* INSTRUCTIONS:
A. Using the decision record on declarative-first architecture, answer these:
(i) Which three modding ecosystems does it name as using declarative-first authoring?
(ii) How many layers does the DINOForge content model have?
(iii) Besides art, audio and prefab references, what do asset packs include?
B. In the decision record on declarative-first architecture, turn the paragraph that begins "JSON/YAML/TOML data defining" into a list of the things that data defines. Keep the formats it names.

ADR-002: Declarative-First Architecture
Status: Accepted Date: 2026-03-09 Deciders: kooshapari
Context
DINO modding requires reverse engineering and ECS-aware patching. Without guardrails, agents will write arbitrary imperative C# patches against game internals, creating unmaintainable code.
The best modding ecosystems (Factorio, RimWorld, Minecraft Bedrock) all use declarative-first authoring: easy things are data, hard things are code, invasive things are controlled patches.
Decision
DINOForge adopts a 5-layer content model:
Layer 1: Content Packs (Declarative)
JSON/YAML/TOML data defining factions, units, weapons, projectiles, audio, UI labels, tech trees, AI params, spawn tables, VFX references.
Layer 2: Asset Packs (Declarative + Binary)
Bundled art/audio/prefab references with explicit manifests and compatibility metadata.

* DATA SHOWN:
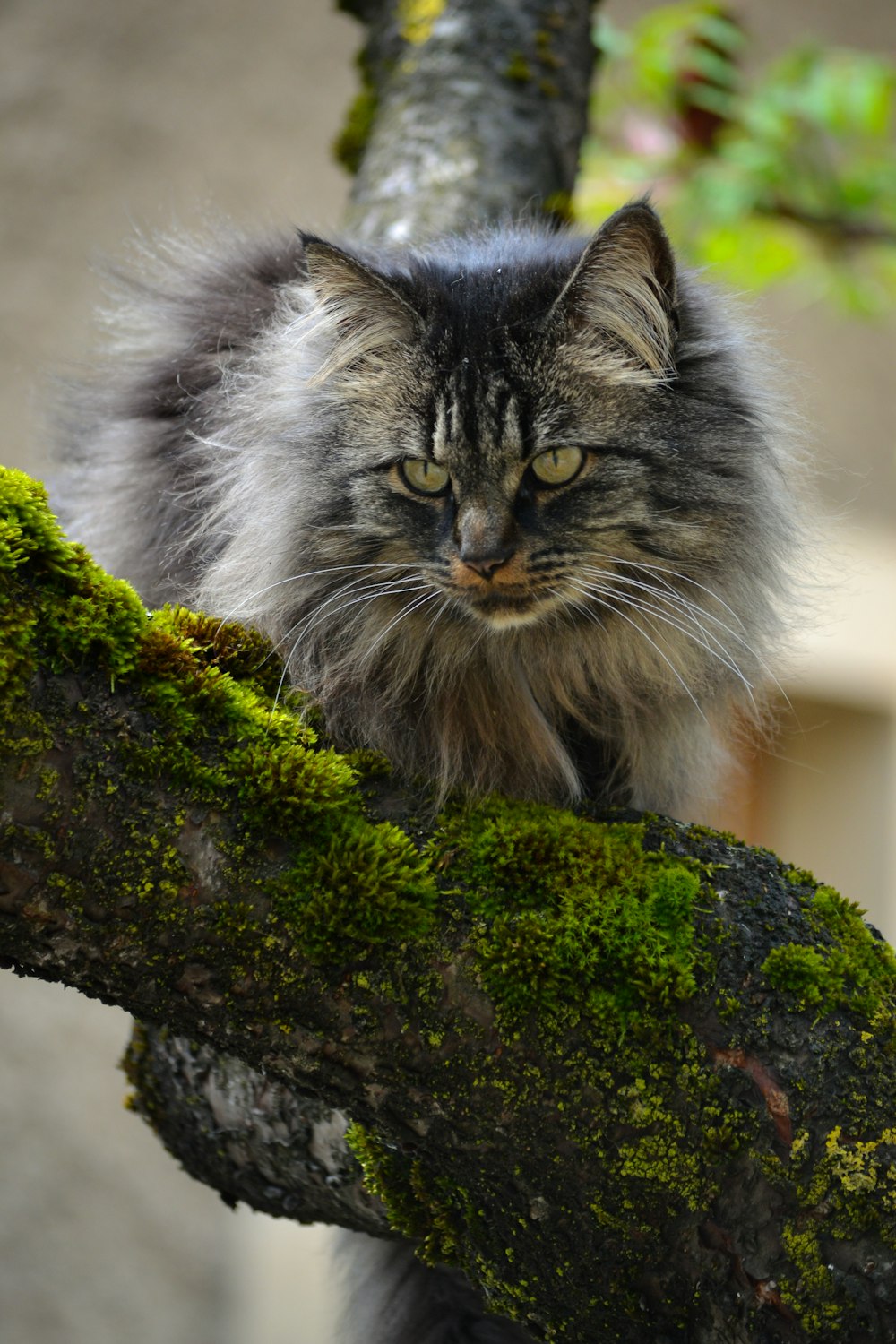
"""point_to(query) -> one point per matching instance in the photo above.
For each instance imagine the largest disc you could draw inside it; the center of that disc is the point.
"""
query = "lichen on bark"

* CORRECT ANSWERS:
A.
(i) Factorio, RimWorld and Minecraft Bedrock.
(ii) Five layers.
(iii) Explicit manifests and compatibility metadata.

B.
Content pack data in JSON, YAML or TOML defines:
- factions
- units
- weapons
- projectiles
- audio
- UI labels
- tech trees
- AI parameters
- spawn tables
- VFX references